Every record that follows should be written out word for word; the pictures stay out.

Given entries: Begin

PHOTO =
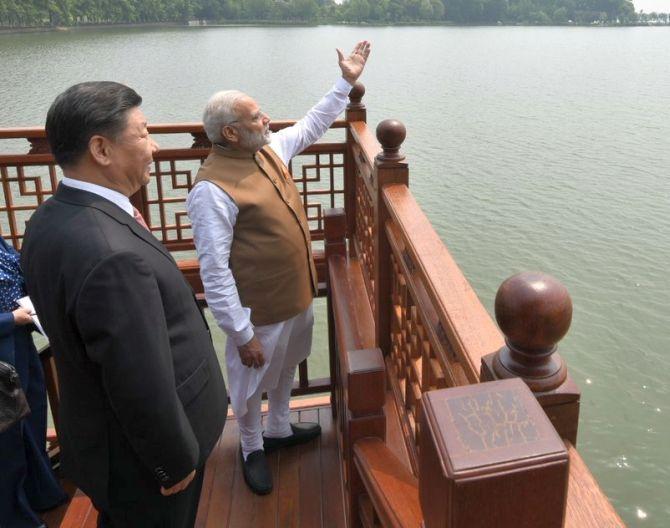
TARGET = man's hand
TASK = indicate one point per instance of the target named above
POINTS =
(179, 486)
(22, 317)
(352, 66)
(251, 354)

Given entries: End

Output:
PHOTO =
TARGET = man's hand
TASK = indicate one point per instance of the target named above
POINTS =
(179, 486)
(22, 317)
(352, 66)
(251, 354)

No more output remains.